» **WHAT TO PRODUCE**: For the data below, transcribe the part that opens with the line containing "Target: skin" and closes with the line containing "-- sample [253,13].", exactly and with no pictures.

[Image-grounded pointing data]

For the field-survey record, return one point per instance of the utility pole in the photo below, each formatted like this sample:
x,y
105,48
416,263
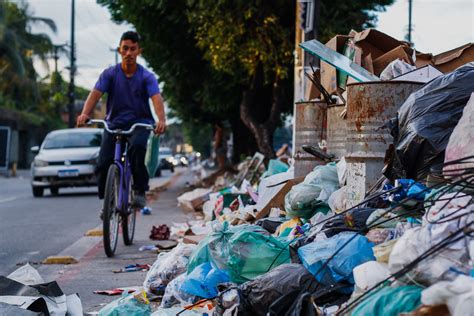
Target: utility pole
x,y
410,7
116,54
72,71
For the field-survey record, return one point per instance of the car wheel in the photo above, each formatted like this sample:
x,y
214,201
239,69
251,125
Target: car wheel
x,y
37,191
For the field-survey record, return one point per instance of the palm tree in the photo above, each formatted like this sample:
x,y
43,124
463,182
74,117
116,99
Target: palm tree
x,y
18,46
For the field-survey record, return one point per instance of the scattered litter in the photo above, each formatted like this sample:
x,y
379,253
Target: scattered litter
x,y
133,268
60,260
148,248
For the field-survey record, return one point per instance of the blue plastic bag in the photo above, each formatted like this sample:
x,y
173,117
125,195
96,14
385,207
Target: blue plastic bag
x,y
352,254
203,281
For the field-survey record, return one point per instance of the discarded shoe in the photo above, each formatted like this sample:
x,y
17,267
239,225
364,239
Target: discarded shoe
x,y
161,232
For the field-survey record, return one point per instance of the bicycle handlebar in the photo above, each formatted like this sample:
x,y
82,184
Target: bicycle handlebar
x,y
119,131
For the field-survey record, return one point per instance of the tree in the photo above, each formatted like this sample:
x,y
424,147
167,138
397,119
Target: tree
x,y
18,46
231,59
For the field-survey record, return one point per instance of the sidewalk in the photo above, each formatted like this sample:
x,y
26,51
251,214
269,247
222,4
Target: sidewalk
x,y
94,270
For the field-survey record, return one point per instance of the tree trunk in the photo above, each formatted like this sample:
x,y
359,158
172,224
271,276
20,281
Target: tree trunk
x,y
243,140
262,131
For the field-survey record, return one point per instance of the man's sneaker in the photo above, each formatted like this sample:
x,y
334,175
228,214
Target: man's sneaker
x,y
139,200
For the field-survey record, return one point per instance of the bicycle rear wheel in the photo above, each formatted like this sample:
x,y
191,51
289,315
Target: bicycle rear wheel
x,y
128,220
111,213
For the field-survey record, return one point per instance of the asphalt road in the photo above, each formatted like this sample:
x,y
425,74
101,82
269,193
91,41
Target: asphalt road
x,y
32,229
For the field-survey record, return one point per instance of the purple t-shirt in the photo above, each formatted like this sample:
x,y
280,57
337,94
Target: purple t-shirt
x,y
127,98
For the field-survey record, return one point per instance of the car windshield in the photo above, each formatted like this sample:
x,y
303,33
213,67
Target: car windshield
x,y
72,140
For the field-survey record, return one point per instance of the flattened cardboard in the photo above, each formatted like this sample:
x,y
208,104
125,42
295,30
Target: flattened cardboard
x,y
375,42
279,199
423,74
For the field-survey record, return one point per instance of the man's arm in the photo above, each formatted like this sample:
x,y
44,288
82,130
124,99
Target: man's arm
x,y
160,112
91,102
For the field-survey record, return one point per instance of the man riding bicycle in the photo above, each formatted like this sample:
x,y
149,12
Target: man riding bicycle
x,y
128,86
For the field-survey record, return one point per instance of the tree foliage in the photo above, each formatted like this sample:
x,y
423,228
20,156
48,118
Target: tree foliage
x,y
18,46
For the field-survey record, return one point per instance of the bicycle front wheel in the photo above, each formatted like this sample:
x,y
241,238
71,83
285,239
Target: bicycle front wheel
x,y
111,212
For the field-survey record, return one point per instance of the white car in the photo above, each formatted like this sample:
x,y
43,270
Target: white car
x,y
67,158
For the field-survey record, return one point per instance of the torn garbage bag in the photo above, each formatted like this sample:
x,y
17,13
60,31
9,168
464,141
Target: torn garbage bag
x,y
203,281
257,295
426,121
312,195
135,304
352,250
167,266
244,251
460,143
390,301
175,296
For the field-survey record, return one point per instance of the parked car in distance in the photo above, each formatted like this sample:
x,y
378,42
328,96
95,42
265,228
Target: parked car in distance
x,y
166,161
66,158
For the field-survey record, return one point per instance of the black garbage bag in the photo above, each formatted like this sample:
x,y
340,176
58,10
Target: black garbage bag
x,y
257,296
354,220
426,120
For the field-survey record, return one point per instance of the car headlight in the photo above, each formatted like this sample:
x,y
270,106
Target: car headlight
x,y
40,163
94,159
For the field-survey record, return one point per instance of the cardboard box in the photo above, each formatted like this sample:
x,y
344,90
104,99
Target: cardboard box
x,y
401,52
278,200
375,43
328,72
452,59
423,74
423,59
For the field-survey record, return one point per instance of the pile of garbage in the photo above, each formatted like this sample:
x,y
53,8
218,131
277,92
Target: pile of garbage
x,y
275,244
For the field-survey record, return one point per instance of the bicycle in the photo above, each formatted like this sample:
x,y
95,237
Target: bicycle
x,y
118,195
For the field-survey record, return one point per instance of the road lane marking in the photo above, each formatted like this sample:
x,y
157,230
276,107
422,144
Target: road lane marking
x,y
8,199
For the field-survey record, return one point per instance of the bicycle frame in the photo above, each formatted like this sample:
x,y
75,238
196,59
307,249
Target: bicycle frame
x,y
122,162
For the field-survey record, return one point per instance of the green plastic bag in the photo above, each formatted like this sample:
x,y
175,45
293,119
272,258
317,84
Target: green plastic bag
x,y
152,157
244,251
390,301
253,254
275,167
215,247
311,196
135,304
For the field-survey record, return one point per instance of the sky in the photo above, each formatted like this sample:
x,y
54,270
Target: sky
x,y
439,25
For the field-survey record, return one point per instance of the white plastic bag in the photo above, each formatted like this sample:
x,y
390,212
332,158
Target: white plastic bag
x,y
396,68
167,266
370,273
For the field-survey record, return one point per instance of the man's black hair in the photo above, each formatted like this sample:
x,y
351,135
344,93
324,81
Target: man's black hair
x,y
130,35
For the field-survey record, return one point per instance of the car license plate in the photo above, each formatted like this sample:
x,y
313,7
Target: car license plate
x,y
68,173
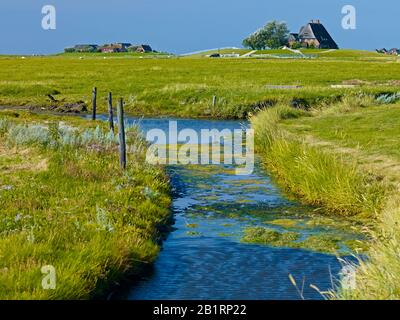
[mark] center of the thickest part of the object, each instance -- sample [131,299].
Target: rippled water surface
[205,257]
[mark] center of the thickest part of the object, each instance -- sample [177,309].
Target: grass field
[344,157]
[185,86]
[65,203]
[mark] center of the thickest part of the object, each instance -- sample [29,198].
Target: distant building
[143,48]
[394,51]
[313,35]
[110,48]
[83,48]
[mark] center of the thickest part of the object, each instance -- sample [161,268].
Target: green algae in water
[193,233]
[323,243]
[320,243]
[359,246]
[284,223]
[270,237]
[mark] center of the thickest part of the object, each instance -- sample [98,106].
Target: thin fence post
[110,112]
[121,129]
[214,101]
[94,103]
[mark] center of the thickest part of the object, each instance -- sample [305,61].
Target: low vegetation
[65,203]
[344,157]
[185,86]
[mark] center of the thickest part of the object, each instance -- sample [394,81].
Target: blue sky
[181,26]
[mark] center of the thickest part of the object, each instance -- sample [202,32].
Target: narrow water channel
[206,257]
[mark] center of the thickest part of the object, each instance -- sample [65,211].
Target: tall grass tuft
[317,177]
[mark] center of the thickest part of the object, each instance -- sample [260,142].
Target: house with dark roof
[142,48]
[315,35]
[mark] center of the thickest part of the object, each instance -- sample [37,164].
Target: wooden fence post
[110,112]
[94,103]
[121,129]
[214,101]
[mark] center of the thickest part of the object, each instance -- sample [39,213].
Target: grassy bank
[65,203]
[185,86]
[344,157]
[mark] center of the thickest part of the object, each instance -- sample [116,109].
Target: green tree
[273,35]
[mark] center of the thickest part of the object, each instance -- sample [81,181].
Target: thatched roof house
[313,34]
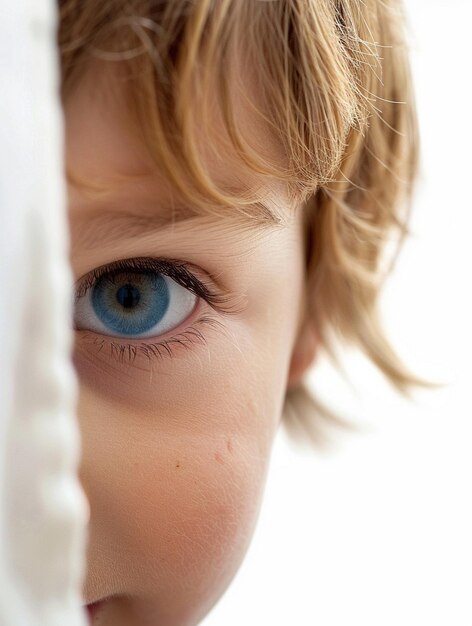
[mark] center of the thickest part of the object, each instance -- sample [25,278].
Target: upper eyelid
[223,301]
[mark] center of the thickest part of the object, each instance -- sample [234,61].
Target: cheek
[175,492]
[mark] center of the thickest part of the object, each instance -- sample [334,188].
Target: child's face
[176,442]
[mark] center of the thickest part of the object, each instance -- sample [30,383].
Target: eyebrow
[106,225]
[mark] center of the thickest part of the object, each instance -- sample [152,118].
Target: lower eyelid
[126,351]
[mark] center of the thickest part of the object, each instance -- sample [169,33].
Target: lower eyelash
[127,353]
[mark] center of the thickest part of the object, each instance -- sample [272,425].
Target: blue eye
[136,303]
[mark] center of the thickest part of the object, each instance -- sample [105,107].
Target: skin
[175,450]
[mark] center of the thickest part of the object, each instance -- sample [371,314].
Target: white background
[377,531]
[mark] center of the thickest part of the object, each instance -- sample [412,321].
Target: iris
[131,303]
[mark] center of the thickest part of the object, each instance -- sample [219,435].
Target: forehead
[104,149]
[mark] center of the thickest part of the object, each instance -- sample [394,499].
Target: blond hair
[335,81]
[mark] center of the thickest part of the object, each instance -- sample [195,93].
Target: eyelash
[181,273]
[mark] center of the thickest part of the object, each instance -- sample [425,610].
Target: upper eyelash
[173,268]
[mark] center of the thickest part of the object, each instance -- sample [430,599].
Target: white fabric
[42,507]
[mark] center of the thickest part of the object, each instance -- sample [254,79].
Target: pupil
[128,296]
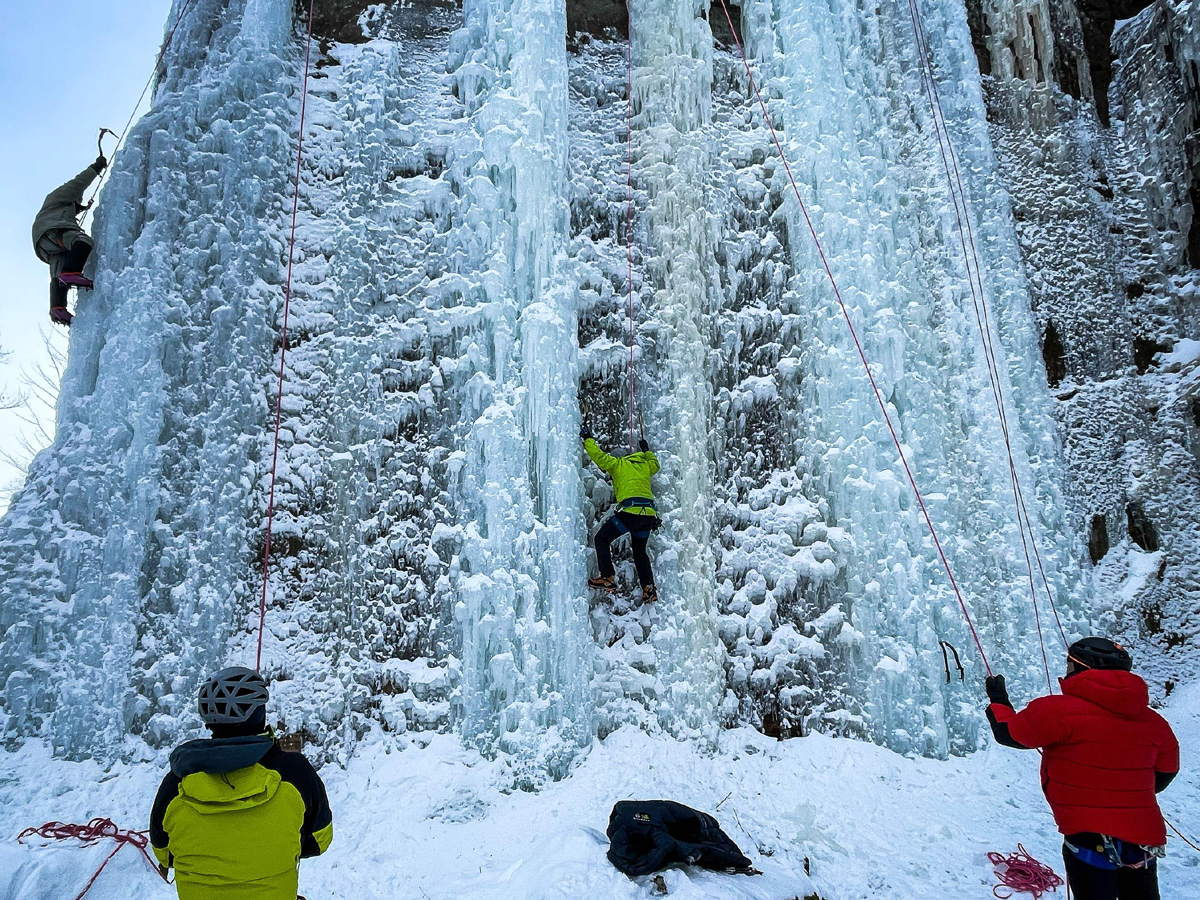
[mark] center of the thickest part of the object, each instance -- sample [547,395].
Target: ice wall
[136,521]
[460,291]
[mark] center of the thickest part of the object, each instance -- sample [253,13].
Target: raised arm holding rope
[1105,755]
[60,241]
[635,513]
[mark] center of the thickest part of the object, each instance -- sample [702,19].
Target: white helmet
[232,696]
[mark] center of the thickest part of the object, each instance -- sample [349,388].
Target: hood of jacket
[217,756]
[221,774]
[1117,691]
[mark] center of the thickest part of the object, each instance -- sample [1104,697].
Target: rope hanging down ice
[983,319]
[283,340]
[629,211]
[858,347]
[154,73]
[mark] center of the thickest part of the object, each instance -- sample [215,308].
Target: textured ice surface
[460,289]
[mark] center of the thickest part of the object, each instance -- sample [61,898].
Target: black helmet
[232,696]
[1099,653]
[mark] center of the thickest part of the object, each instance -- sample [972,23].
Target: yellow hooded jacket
[630,478]
[234,816]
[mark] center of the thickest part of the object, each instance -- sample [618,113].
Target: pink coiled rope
[1021,874]
[96,829]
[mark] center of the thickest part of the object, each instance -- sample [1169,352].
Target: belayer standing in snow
[235,814]
[1105,755]
[60,243]
[635,513]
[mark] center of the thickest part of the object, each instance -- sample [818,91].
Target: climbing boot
[76,280]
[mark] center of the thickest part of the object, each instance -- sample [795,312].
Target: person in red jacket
[1105,756]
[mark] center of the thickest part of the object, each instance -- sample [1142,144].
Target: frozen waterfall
[461,286]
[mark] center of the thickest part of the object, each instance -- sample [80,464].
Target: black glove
[997,693]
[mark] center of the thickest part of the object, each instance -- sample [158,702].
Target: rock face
[501,237]
[1105,217]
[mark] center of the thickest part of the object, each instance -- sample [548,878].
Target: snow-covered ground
[432,821]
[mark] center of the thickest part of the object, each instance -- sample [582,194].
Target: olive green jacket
[630,477]
[61,205]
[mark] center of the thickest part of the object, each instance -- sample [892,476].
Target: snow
[436,820]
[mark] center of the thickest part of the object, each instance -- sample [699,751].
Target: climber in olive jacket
[60,243]
[635,513]
[235,814]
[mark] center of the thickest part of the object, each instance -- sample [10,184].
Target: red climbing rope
[1180,834]
[154,73]
[95,831]
[858,347]
[983,319]
[283,341]
[1021,874]
[629,209]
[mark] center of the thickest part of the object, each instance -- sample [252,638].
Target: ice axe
[100,141]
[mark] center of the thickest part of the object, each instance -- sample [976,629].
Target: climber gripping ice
[1105,755]
[635,513]
[235,814]
[60,241]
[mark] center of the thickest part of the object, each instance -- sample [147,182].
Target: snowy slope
[437,822]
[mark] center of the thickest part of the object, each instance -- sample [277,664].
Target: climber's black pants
[1089,882]
[639,529]
[65,250]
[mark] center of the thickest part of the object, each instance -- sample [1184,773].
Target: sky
[55,100]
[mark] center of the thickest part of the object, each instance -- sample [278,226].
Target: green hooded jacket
[630,478]
[61,205]
[234,816]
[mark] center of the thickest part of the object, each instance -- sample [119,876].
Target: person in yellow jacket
[635,513]
[235,814]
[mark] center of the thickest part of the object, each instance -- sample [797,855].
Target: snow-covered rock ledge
[432,822]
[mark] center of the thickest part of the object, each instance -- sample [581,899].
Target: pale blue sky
[67,69]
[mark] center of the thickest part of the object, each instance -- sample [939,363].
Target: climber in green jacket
[635,513]
[235,814]
[61,244]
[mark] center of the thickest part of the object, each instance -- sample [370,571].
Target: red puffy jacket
[1103,745]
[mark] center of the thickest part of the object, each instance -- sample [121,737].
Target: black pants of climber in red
[639,529]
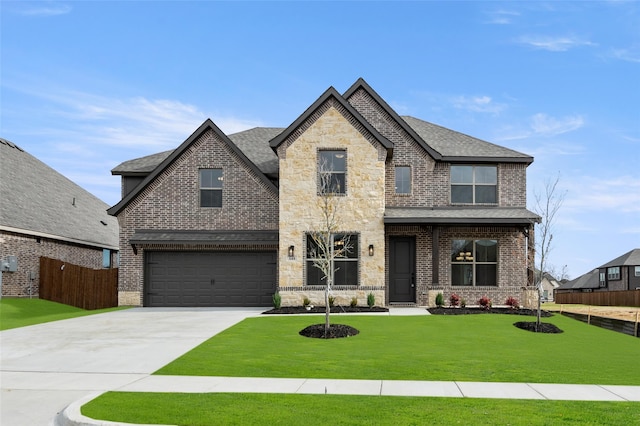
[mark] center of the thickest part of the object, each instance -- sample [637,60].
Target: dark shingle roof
[37,200]
[204,237]
[631,258]
[254,143]
[588,280]
[466,215]
[456,146]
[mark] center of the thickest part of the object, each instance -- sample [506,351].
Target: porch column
[435,256]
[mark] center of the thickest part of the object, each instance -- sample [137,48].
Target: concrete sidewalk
[71,416]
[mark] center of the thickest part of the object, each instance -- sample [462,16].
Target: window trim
[319,172]
[473,184]
[473,262]
[613,273]
[214,188]
[308,261]
[410,181]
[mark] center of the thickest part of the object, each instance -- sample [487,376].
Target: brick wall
[29,249]
[172,202]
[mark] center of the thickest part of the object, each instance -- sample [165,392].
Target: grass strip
[486,348]
[286,409]
[16,313]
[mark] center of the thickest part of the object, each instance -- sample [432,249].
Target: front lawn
[484,348]
[278,409]
[22,312]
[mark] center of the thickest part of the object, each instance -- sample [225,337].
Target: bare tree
[327,243]
[547,205]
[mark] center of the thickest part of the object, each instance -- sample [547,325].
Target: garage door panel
[185,279]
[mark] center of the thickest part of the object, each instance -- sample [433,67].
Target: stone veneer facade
[360,210]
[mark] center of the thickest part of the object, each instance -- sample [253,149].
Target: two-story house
[226,220]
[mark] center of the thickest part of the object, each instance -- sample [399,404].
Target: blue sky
[86,85]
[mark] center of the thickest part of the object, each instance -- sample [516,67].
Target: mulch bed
[322,310]
[335,331]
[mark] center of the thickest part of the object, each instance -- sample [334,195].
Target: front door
[402,269]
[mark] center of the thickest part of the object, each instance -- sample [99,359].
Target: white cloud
[483,104]
[553,44]
[544,125]
[44,9]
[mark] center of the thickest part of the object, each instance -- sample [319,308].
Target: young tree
[547,205]
[327,243]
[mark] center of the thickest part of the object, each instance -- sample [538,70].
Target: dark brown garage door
[209,279]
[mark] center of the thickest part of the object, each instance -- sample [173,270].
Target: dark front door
[402,269]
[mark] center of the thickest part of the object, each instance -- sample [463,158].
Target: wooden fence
[600,298]
[77,286]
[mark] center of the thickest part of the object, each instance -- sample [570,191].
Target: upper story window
[332,172]
[403,179]
[474,184]
[211,187]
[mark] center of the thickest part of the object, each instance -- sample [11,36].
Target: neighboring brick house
[622,273]
[42,213]
[224,220]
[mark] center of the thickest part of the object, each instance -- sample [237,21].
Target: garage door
[209,279]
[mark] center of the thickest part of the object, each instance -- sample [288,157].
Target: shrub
[371,300]
[485,302]
[454,299]
[512,302]
[439,300]
[277,300]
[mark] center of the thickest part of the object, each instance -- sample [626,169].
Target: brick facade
[172,202]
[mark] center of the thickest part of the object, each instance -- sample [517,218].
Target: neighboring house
[622,273]
[549,284]
[224,220]
[42,213]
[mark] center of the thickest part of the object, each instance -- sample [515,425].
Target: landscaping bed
[322,310]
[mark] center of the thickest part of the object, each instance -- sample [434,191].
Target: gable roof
[631,258]
[37,200]
[457,147]
[330,93]
[204,127]
[360,84]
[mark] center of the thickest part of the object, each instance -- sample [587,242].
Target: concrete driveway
[46,367]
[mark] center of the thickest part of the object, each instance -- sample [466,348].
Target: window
[613,273]
[403,179]
[211,187]
[474,262]
[346,263]
[106,258]
[332,172]
[474,184]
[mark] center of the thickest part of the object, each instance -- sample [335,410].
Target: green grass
[16,313]
[277,409]
[463,348]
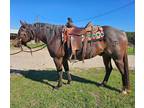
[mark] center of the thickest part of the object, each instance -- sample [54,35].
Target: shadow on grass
[44,76]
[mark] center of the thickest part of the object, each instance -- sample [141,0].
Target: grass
[131,51]
[33,89]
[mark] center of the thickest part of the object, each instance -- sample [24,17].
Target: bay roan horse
[113,46]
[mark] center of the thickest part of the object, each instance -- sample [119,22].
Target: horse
[112,46]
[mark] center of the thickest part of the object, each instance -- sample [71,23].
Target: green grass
[32,45]
[32,89]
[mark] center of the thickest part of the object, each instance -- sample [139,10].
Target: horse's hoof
[103,84]
[124,92]
[128,91]
[55,88]
[69,82]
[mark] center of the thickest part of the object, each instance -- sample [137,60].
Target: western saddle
[77,38]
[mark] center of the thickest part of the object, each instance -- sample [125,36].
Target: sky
[100,12]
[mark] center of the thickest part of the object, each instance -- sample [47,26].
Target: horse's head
[89,27]
[25,34]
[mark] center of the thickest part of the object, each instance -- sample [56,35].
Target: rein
[31,50]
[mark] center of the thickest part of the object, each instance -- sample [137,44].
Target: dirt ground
[41,60]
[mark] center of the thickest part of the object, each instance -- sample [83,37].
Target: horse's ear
[22,23]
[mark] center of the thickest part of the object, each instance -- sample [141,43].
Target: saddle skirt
[77,38]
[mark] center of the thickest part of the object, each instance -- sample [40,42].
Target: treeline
[131,37]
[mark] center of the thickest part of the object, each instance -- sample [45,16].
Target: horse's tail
[126,69]
[125,59]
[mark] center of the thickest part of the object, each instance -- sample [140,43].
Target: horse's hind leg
[58,63]
[108,68]
[66,67]
[125,76]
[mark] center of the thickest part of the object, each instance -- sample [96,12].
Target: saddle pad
[95,34]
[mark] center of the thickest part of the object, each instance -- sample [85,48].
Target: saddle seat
[77,38]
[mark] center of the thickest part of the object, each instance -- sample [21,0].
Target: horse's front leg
[58,64]
[66,67]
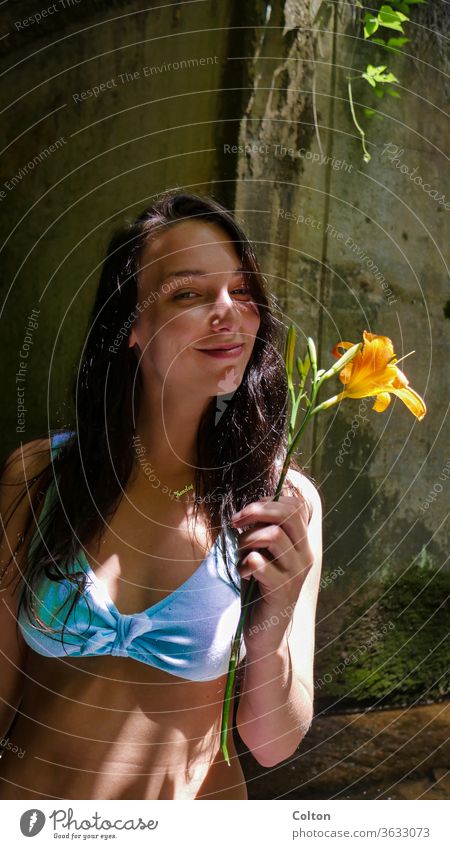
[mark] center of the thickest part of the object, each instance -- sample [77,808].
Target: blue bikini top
[188,633]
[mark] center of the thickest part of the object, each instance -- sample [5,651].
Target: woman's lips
[223,354]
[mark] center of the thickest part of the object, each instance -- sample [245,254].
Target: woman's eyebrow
[192,272]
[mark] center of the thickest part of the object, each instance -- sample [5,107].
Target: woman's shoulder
[31,458]
[27,460]
[306,487]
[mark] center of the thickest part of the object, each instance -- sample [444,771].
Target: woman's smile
[222,353]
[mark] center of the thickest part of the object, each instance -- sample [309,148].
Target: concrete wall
[367,250]
[98,158]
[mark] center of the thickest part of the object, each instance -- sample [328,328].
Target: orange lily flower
[372,372]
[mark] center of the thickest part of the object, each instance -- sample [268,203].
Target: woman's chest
[142,558]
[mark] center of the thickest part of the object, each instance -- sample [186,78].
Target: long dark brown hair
[238,456]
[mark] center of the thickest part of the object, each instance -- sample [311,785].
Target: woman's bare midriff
[113,728]
[110,727]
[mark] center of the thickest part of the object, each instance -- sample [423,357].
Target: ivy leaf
[402,5]
[375,74]
[371,24]
[390,18]
[397,42]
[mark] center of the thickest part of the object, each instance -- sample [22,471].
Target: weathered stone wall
[350,246]
[104,84]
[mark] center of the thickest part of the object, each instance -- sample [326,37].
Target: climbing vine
[394,16]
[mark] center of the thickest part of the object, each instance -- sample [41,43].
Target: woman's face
[193,296]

» **EXERCISE ANSWER**:
Target: skin
[175,450]
[mark] center of the thickest part of the object, each instance -- sample [371,314].
Target: white background
[377,531]
[mark] center of the thickest part of the object, each instance -- sample [412,321].
Target: iris
[131,303]
[mark] center of the thickest part of the object, each instance -- sample [219,435].
Target: forehead
[104,149]
[mark] center of the thickest part of the object, each instance -- sample [394,499].
Target: blond hair
[335,81]
[mark] center of the thickest part of the object, each instance -- sample [195,93].
Target: eyelash
[181,273]
[mark] center of the thickest part of the object, each instance -- sample [425,610].
Target: upper eyelash
[173,268]
[mark] center of the thickest part of the object, each instance -- sample [430,599].
Target: white fabric
[42,507]
[mark] center of the thickest part of the object, each instance -- sample [254,79].
Target: pupil
[128,296]
[mark] center of the thickest part of the object, each instance -- sample [547,395].
Target: ice wall
[136,521]
[460,291]
[mark] center of the thickest part of the object, each instance -- sample [253,13].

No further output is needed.